DIRECTIONS:
Locate the line that contains "microphone grille, as pixel coordinates." in the entries below. Retype it and all following lines through the final one, character for character.

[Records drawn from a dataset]
++++

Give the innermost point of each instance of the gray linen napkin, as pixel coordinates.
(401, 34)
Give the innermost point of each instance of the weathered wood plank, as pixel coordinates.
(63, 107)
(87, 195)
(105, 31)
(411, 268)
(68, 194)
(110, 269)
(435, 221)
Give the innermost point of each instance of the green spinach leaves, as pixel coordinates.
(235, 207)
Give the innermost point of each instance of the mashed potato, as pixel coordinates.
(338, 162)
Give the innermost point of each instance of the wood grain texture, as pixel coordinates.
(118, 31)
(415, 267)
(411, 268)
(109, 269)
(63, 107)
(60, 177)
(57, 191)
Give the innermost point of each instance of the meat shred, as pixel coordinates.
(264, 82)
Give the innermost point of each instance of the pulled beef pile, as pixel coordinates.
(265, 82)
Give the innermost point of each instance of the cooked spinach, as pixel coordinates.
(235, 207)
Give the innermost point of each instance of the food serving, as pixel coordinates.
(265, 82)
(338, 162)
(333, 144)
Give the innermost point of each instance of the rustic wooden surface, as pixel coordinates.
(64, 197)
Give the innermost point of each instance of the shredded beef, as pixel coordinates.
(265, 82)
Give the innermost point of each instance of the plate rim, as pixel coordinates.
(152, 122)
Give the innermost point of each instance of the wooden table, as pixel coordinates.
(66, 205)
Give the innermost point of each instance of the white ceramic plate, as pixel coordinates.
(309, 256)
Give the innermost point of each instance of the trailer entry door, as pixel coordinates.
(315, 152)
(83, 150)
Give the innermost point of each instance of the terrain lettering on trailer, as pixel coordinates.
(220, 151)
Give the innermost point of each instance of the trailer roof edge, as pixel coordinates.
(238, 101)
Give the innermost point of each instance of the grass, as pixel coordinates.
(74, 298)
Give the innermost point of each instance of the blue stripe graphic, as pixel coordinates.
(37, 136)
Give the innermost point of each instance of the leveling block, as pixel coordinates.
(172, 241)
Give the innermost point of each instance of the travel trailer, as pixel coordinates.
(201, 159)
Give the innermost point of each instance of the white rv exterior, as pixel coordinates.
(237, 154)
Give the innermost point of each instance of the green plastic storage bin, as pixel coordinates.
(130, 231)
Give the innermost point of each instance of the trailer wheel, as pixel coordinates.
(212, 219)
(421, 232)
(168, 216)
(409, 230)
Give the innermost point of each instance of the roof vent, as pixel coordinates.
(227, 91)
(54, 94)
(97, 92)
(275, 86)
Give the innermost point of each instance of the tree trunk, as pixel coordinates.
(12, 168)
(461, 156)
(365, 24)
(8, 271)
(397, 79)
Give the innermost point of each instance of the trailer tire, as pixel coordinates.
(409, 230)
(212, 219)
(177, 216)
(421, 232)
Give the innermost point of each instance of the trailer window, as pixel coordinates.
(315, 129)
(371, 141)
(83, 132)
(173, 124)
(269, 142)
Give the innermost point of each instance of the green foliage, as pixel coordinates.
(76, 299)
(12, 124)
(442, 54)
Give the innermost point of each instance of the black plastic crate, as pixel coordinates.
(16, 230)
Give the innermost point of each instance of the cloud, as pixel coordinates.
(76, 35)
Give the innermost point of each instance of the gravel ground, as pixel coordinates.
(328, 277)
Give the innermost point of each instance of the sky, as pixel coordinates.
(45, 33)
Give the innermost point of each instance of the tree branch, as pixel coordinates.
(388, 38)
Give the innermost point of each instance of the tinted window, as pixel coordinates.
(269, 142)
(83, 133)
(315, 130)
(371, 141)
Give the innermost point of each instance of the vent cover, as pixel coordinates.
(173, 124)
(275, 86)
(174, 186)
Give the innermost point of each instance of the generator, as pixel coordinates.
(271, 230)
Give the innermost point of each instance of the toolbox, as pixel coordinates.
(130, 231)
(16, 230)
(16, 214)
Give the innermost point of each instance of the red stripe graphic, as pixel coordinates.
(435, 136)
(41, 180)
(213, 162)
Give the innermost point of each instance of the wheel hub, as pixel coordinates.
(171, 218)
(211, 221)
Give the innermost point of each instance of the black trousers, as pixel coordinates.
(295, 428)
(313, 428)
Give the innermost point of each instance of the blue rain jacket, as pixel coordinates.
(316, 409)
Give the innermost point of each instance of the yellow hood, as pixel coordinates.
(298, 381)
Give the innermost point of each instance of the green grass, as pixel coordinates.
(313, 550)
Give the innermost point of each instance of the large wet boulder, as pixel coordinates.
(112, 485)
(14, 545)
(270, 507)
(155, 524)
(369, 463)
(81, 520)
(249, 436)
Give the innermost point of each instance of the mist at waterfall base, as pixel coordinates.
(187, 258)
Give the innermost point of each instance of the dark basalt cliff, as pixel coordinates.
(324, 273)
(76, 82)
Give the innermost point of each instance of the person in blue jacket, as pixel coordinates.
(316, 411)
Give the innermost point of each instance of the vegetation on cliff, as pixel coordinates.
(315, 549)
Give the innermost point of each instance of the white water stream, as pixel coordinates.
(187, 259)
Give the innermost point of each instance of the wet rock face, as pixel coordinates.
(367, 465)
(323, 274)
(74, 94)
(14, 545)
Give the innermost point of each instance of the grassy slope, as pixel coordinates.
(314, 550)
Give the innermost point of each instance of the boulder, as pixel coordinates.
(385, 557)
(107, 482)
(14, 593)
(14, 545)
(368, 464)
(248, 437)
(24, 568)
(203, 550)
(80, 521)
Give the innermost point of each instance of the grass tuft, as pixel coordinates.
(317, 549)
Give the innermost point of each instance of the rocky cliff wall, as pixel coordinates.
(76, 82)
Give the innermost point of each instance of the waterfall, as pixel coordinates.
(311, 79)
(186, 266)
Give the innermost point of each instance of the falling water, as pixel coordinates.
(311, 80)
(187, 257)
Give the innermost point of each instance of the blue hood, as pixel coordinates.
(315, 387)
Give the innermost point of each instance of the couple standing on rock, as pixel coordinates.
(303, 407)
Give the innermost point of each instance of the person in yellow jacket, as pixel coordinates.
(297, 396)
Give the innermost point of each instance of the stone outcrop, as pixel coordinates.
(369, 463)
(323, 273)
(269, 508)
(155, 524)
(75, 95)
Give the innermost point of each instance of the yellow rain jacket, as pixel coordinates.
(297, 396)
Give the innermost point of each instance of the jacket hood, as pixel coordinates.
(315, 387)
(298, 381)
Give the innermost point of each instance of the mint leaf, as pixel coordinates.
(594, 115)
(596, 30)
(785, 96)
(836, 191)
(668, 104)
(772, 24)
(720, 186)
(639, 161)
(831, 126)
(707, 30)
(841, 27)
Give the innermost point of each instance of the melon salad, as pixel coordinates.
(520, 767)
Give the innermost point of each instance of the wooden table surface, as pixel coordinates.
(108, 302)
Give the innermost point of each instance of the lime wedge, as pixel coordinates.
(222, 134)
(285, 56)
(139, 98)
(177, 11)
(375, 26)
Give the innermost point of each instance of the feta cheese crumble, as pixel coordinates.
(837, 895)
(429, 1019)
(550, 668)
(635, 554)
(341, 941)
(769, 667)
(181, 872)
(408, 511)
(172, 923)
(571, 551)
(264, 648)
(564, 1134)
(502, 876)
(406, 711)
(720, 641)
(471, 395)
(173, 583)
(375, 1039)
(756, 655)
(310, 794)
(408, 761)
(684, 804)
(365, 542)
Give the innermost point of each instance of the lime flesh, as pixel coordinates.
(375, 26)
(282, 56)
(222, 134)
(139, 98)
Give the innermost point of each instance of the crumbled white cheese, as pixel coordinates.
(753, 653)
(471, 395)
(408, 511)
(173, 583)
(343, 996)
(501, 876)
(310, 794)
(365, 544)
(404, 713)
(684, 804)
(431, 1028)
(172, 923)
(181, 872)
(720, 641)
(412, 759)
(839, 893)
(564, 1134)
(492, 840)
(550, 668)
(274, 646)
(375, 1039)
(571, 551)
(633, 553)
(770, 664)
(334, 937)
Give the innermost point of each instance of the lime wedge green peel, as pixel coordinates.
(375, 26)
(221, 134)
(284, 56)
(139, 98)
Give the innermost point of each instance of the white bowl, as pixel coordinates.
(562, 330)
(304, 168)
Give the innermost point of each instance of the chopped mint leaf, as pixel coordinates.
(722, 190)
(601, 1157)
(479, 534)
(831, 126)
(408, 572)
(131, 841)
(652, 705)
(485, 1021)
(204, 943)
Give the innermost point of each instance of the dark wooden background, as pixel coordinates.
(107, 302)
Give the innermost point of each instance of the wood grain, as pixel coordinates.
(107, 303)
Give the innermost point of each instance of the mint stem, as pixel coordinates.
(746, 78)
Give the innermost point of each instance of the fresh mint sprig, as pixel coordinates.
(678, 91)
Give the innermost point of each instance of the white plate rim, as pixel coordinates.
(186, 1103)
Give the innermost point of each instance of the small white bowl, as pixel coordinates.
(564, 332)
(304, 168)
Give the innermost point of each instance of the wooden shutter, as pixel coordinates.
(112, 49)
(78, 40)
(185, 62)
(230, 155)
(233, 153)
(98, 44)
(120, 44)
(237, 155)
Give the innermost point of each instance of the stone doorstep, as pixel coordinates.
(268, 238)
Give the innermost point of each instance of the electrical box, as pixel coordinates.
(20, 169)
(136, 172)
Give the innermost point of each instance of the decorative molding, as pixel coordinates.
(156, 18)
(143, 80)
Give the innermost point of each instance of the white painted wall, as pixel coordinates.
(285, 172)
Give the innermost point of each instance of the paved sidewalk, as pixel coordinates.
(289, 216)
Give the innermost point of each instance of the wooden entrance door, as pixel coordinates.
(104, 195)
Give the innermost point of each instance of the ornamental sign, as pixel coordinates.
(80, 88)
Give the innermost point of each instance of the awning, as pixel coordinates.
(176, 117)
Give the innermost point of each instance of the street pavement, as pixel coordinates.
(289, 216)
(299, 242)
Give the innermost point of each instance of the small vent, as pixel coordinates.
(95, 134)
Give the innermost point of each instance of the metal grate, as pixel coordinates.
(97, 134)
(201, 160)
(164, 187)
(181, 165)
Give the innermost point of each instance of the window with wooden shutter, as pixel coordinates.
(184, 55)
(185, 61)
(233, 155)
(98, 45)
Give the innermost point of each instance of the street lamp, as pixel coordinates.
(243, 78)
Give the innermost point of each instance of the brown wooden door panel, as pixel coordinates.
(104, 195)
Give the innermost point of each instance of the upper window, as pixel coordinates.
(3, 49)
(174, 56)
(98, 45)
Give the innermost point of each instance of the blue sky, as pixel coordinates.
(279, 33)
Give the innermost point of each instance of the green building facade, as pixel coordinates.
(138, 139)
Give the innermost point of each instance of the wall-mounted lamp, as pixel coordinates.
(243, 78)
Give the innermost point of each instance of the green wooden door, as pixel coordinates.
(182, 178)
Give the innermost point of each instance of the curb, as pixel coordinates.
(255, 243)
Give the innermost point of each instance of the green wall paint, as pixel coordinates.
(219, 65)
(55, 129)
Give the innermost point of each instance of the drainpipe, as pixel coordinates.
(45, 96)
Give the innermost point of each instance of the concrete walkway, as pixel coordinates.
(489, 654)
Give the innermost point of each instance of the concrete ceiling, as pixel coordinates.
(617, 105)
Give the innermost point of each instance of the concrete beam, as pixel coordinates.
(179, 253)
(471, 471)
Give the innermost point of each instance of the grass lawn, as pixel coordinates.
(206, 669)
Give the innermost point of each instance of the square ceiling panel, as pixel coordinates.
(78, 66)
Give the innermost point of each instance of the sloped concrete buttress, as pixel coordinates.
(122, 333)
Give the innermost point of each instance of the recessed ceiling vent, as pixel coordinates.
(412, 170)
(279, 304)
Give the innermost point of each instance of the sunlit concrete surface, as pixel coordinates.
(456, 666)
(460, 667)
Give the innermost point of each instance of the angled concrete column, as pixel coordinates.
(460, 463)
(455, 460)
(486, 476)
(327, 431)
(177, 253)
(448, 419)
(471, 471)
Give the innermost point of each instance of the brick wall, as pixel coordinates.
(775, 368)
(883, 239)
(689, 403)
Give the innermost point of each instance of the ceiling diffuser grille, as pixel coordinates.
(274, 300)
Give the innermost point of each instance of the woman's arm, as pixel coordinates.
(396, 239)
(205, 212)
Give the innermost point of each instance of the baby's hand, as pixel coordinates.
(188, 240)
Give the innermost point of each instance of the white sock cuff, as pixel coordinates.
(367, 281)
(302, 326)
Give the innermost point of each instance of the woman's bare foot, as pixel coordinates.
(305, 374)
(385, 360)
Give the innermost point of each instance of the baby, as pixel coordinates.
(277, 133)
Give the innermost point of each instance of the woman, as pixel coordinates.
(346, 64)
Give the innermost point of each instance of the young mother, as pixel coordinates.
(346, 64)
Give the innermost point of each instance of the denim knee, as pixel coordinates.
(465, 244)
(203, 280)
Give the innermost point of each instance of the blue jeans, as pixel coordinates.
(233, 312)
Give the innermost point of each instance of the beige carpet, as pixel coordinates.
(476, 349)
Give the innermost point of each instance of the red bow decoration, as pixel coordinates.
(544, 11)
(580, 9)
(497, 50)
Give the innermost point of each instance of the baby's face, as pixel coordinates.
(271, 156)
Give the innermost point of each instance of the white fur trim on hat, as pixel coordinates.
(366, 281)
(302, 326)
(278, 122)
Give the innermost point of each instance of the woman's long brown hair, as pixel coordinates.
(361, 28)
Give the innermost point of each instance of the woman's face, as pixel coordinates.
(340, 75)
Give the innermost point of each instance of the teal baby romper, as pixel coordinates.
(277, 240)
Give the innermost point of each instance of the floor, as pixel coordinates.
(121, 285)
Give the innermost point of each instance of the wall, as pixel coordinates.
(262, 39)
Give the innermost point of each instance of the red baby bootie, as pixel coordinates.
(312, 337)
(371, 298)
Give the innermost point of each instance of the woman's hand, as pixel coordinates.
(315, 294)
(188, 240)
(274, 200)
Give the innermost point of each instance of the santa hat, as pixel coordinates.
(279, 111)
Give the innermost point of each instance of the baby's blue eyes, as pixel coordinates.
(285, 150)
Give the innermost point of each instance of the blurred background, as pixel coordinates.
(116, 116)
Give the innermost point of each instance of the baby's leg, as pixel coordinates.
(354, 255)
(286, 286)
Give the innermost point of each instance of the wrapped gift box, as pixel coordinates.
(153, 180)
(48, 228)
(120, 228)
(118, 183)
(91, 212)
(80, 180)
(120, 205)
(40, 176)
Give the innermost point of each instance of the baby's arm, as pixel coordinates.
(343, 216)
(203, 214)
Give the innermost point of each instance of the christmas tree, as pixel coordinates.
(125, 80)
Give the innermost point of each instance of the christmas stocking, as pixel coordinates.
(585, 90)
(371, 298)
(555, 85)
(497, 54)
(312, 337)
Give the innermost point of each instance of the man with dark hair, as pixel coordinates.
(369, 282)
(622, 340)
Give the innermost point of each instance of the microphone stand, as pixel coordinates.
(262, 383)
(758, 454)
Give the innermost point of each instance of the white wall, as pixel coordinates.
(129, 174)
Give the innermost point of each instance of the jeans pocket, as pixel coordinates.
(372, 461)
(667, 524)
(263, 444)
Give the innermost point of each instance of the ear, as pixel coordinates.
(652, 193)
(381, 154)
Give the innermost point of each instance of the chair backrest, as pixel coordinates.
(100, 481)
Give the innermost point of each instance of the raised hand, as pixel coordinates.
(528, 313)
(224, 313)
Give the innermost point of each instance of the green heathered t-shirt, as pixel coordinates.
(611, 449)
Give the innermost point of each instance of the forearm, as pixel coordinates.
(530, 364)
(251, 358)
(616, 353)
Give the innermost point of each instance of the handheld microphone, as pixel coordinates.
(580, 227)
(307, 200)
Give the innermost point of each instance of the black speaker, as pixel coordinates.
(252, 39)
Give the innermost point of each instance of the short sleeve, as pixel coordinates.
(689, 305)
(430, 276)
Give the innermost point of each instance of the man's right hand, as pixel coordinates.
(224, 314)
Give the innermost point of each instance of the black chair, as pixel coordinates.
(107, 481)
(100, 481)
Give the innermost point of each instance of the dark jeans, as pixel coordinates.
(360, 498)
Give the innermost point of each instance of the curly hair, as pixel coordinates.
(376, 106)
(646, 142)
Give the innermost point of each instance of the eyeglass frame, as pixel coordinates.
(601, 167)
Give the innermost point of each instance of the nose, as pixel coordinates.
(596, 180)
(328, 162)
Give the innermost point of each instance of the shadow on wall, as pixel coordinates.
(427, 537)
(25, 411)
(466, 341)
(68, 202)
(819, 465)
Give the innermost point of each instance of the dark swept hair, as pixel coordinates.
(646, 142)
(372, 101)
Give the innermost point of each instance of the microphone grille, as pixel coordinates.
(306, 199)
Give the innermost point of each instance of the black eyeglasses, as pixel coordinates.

++++

EXERCISE ANSWER:
Give the innermost point of each instance of the microphone grille, as pixel coordinates.
(306, 199)
Give the innermost point of each instance of the black eyeglasses, as pixel coordinates.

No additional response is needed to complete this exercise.